* _PROBLEM REQUIREMENTS_
Except for the pictures, output the records in full and exactly.

(Photo-based referring expression data)
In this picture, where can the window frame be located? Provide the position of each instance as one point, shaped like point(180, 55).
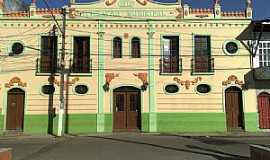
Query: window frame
point(171, 83)
point(193, 72)
point(199, 93)
point(179, 54)
point(9, 49)
point(225, 50)
point(131, 48)
point(121, 48)
point(77, 84)
point(89, 55)
point(264, 57)
point(40, 54)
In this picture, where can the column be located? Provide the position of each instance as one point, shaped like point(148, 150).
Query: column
point(101, 79)
point(151, 74)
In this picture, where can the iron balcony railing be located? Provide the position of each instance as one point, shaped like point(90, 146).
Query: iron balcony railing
point(202, 65)
point(170, 65)
point(82, 65)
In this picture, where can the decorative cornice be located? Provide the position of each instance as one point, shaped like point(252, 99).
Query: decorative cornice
point(110, 2)
point(142, 2)
point(142, 77)
point(233, 14)
point(109, 77)
point(66, 83)
point(15, 80)
point(200, 11)
point(187, 83)
point(231, 79)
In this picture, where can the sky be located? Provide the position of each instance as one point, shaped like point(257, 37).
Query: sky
point(261, 8)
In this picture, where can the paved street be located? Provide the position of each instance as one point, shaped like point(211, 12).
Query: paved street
point(133, 146)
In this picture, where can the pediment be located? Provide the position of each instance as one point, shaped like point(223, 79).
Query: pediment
point(126, 9)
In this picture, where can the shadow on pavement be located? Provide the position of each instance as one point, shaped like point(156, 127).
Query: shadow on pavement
point(228, 155)
point(214, 141)
point(215, 153)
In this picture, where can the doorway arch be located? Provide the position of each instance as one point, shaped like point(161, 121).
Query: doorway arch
point(234, 109)
point(264, 110)
point(126, 109)
point(15, 110)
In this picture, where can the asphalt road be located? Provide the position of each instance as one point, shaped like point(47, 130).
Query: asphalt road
point(127, 146)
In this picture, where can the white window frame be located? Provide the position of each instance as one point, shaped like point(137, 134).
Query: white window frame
point(263, 49)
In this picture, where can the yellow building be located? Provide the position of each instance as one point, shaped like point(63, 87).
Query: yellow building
point(130, 65)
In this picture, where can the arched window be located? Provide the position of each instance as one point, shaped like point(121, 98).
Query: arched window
point(117, 47)
point(135, 48)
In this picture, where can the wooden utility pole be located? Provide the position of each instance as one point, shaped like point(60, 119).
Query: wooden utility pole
point(61, 114)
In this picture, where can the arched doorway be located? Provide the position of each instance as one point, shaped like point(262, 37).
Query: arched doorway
point(234, 109)
point(126, 109)
point(264, 110)
point(15, 110)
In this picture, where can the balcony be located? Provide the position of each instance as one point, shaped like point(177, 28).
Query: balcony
point(202, 65)
point(170, 65)
point(46, 66)
point(81, 66)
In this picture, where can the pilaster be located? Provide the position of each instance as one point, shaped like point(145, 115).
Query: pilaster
point(101, 79)
point(33, 9)
point(151, 77)
point(217, 9)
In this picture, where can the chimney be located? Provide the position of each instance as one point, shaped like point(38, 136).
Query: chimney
point(217, 9)
point(1, 7)
point(249, 11)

* _EXPECTED ANSWER_
In this picture, where can the window frame be located? Provide the position of each instance as one point, shaped like point(180, 55).
Query: window frame
point(171, 83)
point(193, 72)
point(199, 93)
point(179, 54)
point(9, 49)
point(225, 50)
point(131, 48)
point(121, 48)
point(77, 84)
point(89, 55)
point(264, 57)
point(40, 54)
In this picture, where can the column be located? Provide the position of each instance as one point, shaped like point(148, 150).
Query: column
point(101, 79)
point(151, 74)
In this picture, where can the iron balcony railing be located? Provide the position of each instance as one point, shaped like point(90, 146).
Query: iron balcony railing
point(202, 65)
point(170, 65)
point(82, 65)
In this picture, where can the decorative cornice be located? Provide the position of each instance as one point, shaped like point(252, 99).
Query: decorative cornice
point(110, 2)
point(142, 2)
point(142, 77)
point(233, 14)
point(109, 77)
point(66, 83)
point(15, 80)
point(200, 11)
point(187, 83)
point(231, 79)
In this picture, where can the sky be located? Provide the position of each instance as one point, shaped like point(257, 37).
Query: sky
point(261, 8)
In this picture, where can the paved street be located? Provide the position of each instance as one point, shaped like point(211, 12).
Query: paved street
point(133, 146)
In this picture, where can the pediment be located? Provide the position of each instance as one point, shaped like point(223, 79).
Query: pediment
point(126, 9)
In this picture, where can the shadow on pavement be located? Provide the position of each instance as one point, shaped like point(156, 127).
Query: shadow on pavement
point(228, 155)
point(214, 141)
point(215, 153)
In this picture, where can the doorway arch be located? Provide the position of each instance as one point, shaped like point(161, 121).
Query: doorway arch
point(234, 109)
point(264, 110)
point(126, 109)
point(15, 110)
In this picture, where can the asphalt road be located? Provide the position of each instance as one point, shaped like point(47, 130).
Query: asphalt road
point(127, 146)
In this picture, where can the white window frame be located? Provide the position of each instance as one point, shaped like point(137, 134).
Query: white window frame
point(263, 49)
In this picture, where can the yellow building be located? Provide the position of each instance as one point, shaped like point(63, 87).
Query: yellow building
point(130, 65)
In this picture, where can the arched window be located? Provide the position of each instance as one point, shaped like point(121, 98).
Query: arched window
point(117, 47)
point(135, 48)
In this picture, where can the wooden utility pole be located? Provide the position of each instance as one point, shaped like point(60, 119).
Query: wooden utility pole
point(61, 114)
In this picture, where can the arched doorway be located? Provide the position of each instance as one point, shaped like point(262, 37).
Query: arched doorway
point(234, 109)
point(126, 109)
point(264, 110)
point(15, 110)
In this picture, where can the balcony be located? Provide the position of each instance as one point, shaped like point(177, 28).
Query: balcony
point(202, 65)
point(170, 65)
point(46, 66)
point(81, 66)
In this picture, where can the pilaster be located? Provide the position of each instance as one point, shaped like point(145, 115).
Query: pilaster
point(101, 79)
point(33, 9)
point(151, 77)
point(217, 9)
In this picture, where can the chimney be located? Provide the position of each instance as one point, shaped like point(38, 136).
Query: chimney
point(217, 9)
point(1, 7)
point(249, 11)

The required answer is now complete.